Task brief: Would you return the entries exactly, with every line intact?

Data to examine:
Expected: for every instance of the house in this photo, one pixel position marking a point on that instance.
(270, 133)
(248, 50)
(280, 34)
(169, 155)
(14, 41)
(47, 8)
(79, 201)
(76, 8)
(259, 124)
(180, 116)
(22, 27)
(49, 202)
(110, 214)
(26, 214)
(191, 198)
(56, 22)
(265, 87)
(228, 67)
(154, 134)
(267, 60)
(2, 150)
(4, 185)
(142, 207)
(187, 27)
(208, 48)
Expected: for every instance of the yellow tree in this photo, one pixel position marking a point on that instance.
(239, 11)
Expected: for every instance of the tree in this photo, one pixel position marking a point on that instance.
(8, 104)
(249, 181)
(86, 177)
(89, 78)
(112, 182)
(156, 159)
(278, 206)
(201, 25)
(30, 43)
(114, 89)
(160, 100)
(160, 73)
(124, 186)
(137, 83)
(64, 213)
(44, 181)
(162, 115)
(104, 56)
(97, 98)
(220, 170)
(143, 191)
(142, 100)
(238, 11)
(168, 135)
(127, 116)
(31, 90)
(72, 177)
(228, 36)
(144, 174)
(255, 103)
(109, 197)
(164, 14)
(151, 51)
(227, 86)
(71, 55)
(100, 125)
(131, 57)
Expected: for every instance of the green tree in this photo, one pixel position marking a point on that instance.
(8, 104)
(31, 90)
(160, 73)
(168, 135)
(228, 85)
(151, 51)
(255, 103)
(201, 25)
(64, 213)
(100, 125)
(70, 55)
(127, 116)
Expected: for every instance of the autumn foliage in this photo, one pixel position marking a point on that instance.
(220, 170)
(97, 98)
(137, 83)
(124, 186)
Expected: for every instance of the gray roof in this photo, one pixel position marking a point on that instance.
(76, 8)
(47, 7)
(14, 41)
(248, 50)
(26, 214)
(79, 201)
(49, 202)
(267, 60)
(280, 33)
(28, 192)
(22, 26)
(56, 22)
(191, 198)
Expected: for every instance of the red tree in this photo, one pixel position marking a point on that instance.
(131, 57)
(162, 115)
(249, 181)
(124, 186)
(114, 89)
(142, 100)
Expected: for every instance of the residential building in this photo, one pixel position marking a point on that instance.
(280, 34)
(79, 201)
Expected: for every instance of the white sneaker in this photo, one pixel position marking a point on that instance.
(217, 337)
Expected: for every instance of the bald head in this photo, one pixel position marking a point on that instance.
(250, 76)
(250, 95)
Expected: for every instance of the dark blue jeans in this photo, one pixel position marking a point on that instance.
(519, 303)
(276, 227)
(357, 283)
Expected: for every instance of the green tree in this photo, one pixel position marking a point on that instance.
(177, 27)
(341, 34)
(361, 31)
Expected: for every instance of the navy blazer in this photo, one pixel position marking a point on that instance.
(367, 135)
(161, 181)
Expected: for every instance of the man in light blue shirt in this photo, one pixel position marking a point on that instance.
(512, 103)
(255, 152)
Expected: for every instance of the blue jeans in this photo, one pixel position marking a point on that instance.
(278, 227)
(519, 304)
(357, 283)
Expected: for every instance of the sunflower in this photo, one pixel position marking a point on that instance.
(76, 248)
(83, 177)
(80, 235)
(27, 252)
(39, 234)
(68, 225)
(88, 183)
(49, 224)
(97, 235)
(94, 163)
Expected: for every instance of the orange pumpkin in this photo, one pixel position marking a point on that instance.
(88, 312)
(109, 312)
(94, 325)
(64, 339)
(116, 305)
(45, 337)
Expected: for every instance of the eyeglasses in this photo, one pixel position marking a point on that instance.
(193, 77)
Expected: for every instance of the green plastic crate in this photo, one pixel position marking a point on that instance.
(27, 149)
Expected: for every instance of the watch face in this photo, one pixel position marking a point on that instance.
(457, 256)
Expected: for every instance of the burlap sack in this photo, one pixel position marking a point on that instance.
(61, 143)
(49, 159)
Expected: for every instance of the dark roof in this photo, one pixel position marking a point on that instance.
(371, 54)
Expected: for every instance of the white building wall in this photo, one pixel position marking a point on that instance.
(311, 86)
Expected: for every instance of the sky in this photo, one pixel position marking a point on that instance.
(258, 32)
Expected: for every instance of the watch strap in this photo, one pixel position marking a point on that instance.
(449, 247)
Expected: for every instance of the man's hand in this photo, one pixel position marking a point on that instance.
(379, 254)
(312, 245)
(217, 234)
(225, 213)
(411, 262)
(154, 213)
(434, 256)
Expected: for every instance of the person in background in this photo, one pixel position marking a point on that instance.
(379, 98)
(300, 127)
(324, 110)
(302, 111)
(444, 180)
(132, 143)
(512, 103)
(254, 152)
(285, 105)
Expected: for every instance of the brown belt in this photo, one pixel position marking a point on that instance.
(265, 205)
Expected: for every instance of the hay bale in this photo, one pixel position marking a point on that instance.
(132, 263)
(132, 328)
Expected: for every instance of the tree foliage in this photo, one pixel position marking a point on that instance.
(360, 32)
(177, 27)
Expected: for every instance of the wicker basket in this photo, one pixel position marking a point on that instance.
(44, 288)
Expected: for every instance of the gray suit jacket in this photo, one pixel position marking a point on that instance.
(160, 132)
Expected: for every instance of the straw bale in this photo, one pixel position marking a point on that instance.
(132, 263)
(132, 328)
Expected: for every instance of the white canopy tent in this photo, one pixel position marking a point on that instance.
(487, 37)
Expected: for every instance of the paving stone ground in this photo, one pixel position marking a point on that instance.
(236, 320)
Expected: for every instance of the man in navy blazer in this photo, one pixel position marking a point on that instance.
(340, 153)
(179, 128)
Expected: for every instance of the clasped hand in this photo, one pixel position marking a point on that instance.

Answer box:
Expected: for every instance of the house in this photo, one pixel position marking a point on that instance.
(270, 133)
(248, 50)
(280, 34)
(169, 155)
(14, 41)
(47, 8)
(79, 201)
(76, 8)
(259, 124)
(180, 116)
(22, 27)
(49, 202)
(110, 214)
(26, 214)
(191, 198)
(56, 22)
(265, 87)
(228, 67)
(154, 134)
(267, 60)
(2, 150)
(4, 185)
(142, 207)
(187, 27)
(208, 48)
Expected: for every instance of the yellow tree in this photo, one pixel position marking a point on that instance.
(239, 11)
Expected: for every instance of the tree in this photo, one pixel position marking a point on that instance.
(8, 104)
(249, 181)
(86, 177)
(89, 78)
(112, 182)
(156, 159)
(278, 206)
(201, 25)
(30, 43)
(114, 89)
(160, 100)
(160, 73)
(124, 186)
(137, 83)
(64, 213)
(44, 181)
(162, 115)
(104, 56)
(97, 98)
(220, 170)
(143, 191)
(142, 100)
(238, 11)
(168, 135)
(127, 116)
(31, 90)
(72, 177)
(228, 36)
(144, 174)
(255, 103)
(109, 197)
(164, 14)
(151, 51)
(227, 86)
(71, 55)
(100, 125)
(131, 57)
Expected: for every instance of the green tree in this photo, one pixel position marking a point on that instance.
(8, 104)
(31, 90)
(160, 73)
(168, 135)
(228, 85)
(151, 51)
(255, 103)
(201, 25)
(64, 213)
(100, 125)
(70, 55)
(127, 116)
Expected: for every instance of the autumn foliage in this photo, one pixel position marking a point on that instance.
(220, 170)
(97, 98)
(137, 83)
(124, 186)
Expected: for every instance of the gray roof in this photo, one pixel position marking a point on that instance.
(76, 8)
(47, 7)
(14, 41)
(248, 50)
(26, 214)
(79, 201)
(49, 202)
(267, 60)
(280, 33)
(28, 192)
(22, 26)
(56, 22)
(191, 198)
Expected: for every instance of the red tree in this photo, one pixel position marking a point on that instance.
(131, 57)
(162, 115)
(249, 181)
(124, 186)
(114, 89)
(142, 100)
Expected: for every instance of the residential building in this photo, one pixel position marking a point on that instance.
(280, 34)
(79, 201)
Expected: for every instance of the white sneaker in this photo, one pixel position marking a point on that instance.
(217, 337)
Expected: for every instance of the bald head in this photo, one pixel position marking a point on that instance.
(250, 76)
(250, 95)
Expected: for every instance of the dark blue jeans in this photo, one pixel position marking a point on that instance.
(519, 303)
(276, 227)
(357, 283)
Expected: for every instance of the green tree in this photo, one pixel position marking a point on that instance.
(177, 27)
(341, 34)
(361, 31)
Expected: for every instance of the navy blazer in this photo, one pixel position marking a point on that instance.
(367, 135)
(161, 181)
Expected: for every instance of the man in light blue shirt in this photo, one pixel position marking a point on that instance.
(512, 103)
(255, 152)
Expected: for every instance of the blue jeans in this photo, one pixel position marking a point on that instance.
(278, 227)
(519, 304)
(357, 283)
Expected: for every instance of the sunflower in this photo, one pixel position marking a point on that instance.
(76, 248)
(83, 177)
(80, 235)
(27, 252)
(39, 234)
(68, 225)
(88, 183)
(49, 224)
(97, 235)
(94, 163)
Expected: for every instance of the orange pumpkin in this photo, one pixel position marking a point on that instance.
(88, 312)
(109, 312)
(94, 325)
(64, 339)
(116, 305)
(45, 337)
Expected: for every instance of the eyeglasses in this photo, one pixel position marking a point on that instance.
(193, 77)
Expected: for every instance of the green plastic crate in this photo, one pixel position marking a point on that instance.
(27, 149)
Expected: for every instance of the watch face in this photo, one pixel position marking a point on that instance.
(457, 256)
Expected: for every instance of the burlap sack in this photo, one pixel position marking a point on that instance.
(61, 143)
(49, 159)
Expected: for every instance of the dark roof in this photo, one pixel position marking a point on that instance.
(371, 54)
Expected: for every instance of the white building wall in this photo, one pixel position marking a point on that instance.
(311, 86)
Expected: for every instance of the sky in this photo, one pixel position marking a point on that instance.
(258, 32)
Expected: for every instance of the watch strap in this photo, one pixel position marking a point on that instance.
(449, 247)
Expected: for every instance of the man's hand in this photo, one pixel position marking a point on that instance.
(379, 254)
(312, 245)
(217, 234)
(225, 213)
(411, 262)
(154, 213)
(434, 256)
Expected: for every instance of the person in background in this photo, one pixel position marking a point on that instance.
(379, 98)
(300, 127)
(324, 110)
(302, 111)
(444, 180)
(132, 143)
(512, 103)
(254, 152)
(285, 105)
Expected: for every instance of the brown belt in this photo, one pixel position marking a point on that instance.
(265, 205)
Expected: for every instance of the hay bale in this photo, one pixel position marking a point on that instance.
(132, 263)
(132, 328)
Expected: for every instance of the tree foliage in this photo, one pixel position marking a point on that instance.
(360, 32)
(177, 27)
Expected: for every instance of the wicker basket in this photo, one pixel position marking a point on that instance.
(44, 288)
Expected: for every instance of the gray suit jacket in this photo, one pixel position marking a point on that instance.
(160, 132)
Expected: for every instance of the straw bale in this photo, one pixel position marking a point on that instance.
(132, 263)
(132, 328)
Expected: for every instance of the white canopy tent in this photo, one pixel position marking a point on that instance.
(487, 37)
Expected: for every instance of the paving stone ground in this photo, one pixel position marking a point on that instance.
(236, 320)
Expected: for every instance of the man in navy blazer in this photo, one pixel position marking a point on that instance.
(340, 153)
(179, 128)
Expected: for every instance of the clasped hand in this photo, one pixel position marking a point on that instance.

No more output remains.